#### [Page excerpt]
= = = = = = =
David: Well, with Sculpture we're a bit awaiting things recently. We are looking how and if we should continue on and in which direction we should go on. Whether we should go on or not and how it all connects with each other. So, we are awaiting how things are going to be.

What are the chances you are looking for?

Uh, not really chances. That is all up to the amount of energy you put into it. Especially the question where we should put our energy into is important. Also the personal things, as we have enough on our hands. And with this we are wondering "should we go on or not". It's mainly a spiritual business: "Does God want to use us as a band or are we the ones who want to go on?" And that's what we are still looking for.

And, Ardi, how do you think about this?

The same. We stand shoulder to shoulder.

Last month you played at the Baroeg for example. That is of course an excellent chance to present the band in a secular club. The band's show was very well received. Also the organization was quite satisfied with the band. As you are considering the question whether to continue on or not, is that also something you've keep in mind?

David: Yeah, these are things we are looking at. When doors are opening you'll have to decide whether you'll go in or not. This concert came on our path. We didn't do much about it ourselves so we picked it up. And it's also to look if this is something for us. And for one third it was a confirmation, in a sense. These three concerts (Baroeg, Peacedog Festival and Freakstock, mpo) that we're doing are things for us to look for clarity.

A confirmation of what?

David: A confirmation whether we should go on or not.

Ardi (off-handedly joking): From?

Robert: From whom?

David: From the neighbor!

Ardi: Noooooope!

David (pretending to be angry): Well, if you think you know anything better why don't you do the talking!

Is there some interest from recordcompanies besides Fear Dark?

David: No. No, right, Gerben?

Gerben: No. And that's not what we are busy with.

Isn't it disappointing? You release a CD, try to get some attention.

David: It depends how much you expect from it! You can only get disappointed when you have high expectations. The higher the expectations the bigger the disappointment may be.

The band exists since 1991. You are married and besides that you all have busy jobs. How is it to continue on with the band? You do have certain responsibilities within your marriage and you have your jobs. Is it easy to go on with Sculpture. You are already wondering whether to go on or not.

David: That is not something linked with it directly. It's more like "Does God want to use you". Perhaps God wants us to go to Amsterdam and do some preaching there. Is that what we need to do? And how do you know it? That is the question of course. It is the question how you can be used. It can be at your work too. We all work. We practice as a band only once every week. Only half an hour perhaps and for the rest we are chatting all night (laughs loudly).

You are looking for answers in a spiritual direction...What are the questions you ask yourself?

David: Whether God wants to use us this way and wants to continue using us. Because after the Flevo Festival last year it all became quiet around us. And Flevo wasn't a good experience for us in fact. A very tiresome one. That was one of our worst concerts. And we had struggles with the organization. In the end we didn't feel like doing it. It was a bit disappointing. And then things slowed down until we began wondering and then we finally had three new gigs.

Does it have to do with the CD being quite old? Two years old. Do you get response about it or is it a dead thing?

Gerben: Reactions are still coming. The export is still going. In Holland the people who like it have the CD of course. Through the internet I still sell some CD's every week. And recently I sent a bunch to various organization in America like Rowe Productions, the new office of Rowe Productions in America. On those CD's you can find our message too and this way it will reach the people. So, that goes on of course.
= = = = = = =
#### [Information given]
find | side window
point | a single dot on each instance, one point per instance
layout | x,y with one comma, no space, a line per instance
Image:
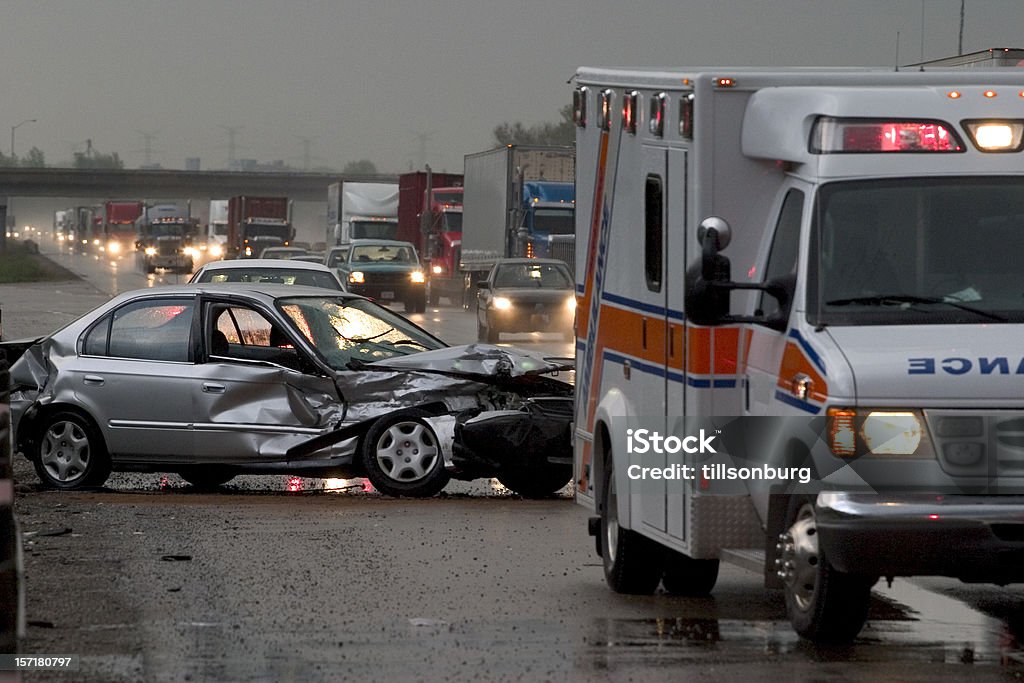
784,247
95,339
151,330
653,207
= = = = = = =
#### [Tasks for this exercise]
1) Using the Sculpture interview, decide whether each statement agrees with it, answering yes or no and quoting the deciding words: (a) The band practices together once every week. (b) The band's Flevo Festival concert was among its best. (c) Gerben still sells some CDs every week through the internet.
2) Carry on the Sculpture interview after its final reply, keeping its question-and-answer format.

#### [Task responses]
1)
(a) Yes: "We practice as a band only once every week."
(b) No: "That was one of our worst concerts."
(c) Yes: "Through the internet I still sell some CD's every week."

2)
Robert: Old is not really the case, I personally think. It only goes for the very great bands who bring out a CD now. In September they should have sold most of it and after three months it's old. For bands on a festival like this one it doesn't go like that. If you bring out a CD without a big company to back it up then it may take two to three years before you come with something new.

But it is true that the songs are old. There are songs on that CD from the second demo and in the meanwhile you wrote a whole bunch of new songs. So, in a sense they are old.

Robert: In that sense they are old but for someone who hears them for the first time it's all new.

But then the first CD of Larry Norman can be still new too.....

Robert: On the other side we as a band don't make music focused on the time we live in. We just make what we like and that's what we are playing. And if that's linked to this time, we don't consider, do we?

David: No.

Gerben: In fact, there are no ten other bands who play like Sculpture. There are four songs on the album which are like the old death metal. But a song like Spiritual Matrix isn't a song of which you can say: "this and that band sounds like that too." So, throughout the years we created a certain sound with which we began writing our other songs. In that perspective is this the Sculpture sound and then you don't have to expect all kinds of idiotic changes. This is what we play and we enjoy it and we are feeling happy with it. So, it just grew that way. We as a band don't have the intention to move on.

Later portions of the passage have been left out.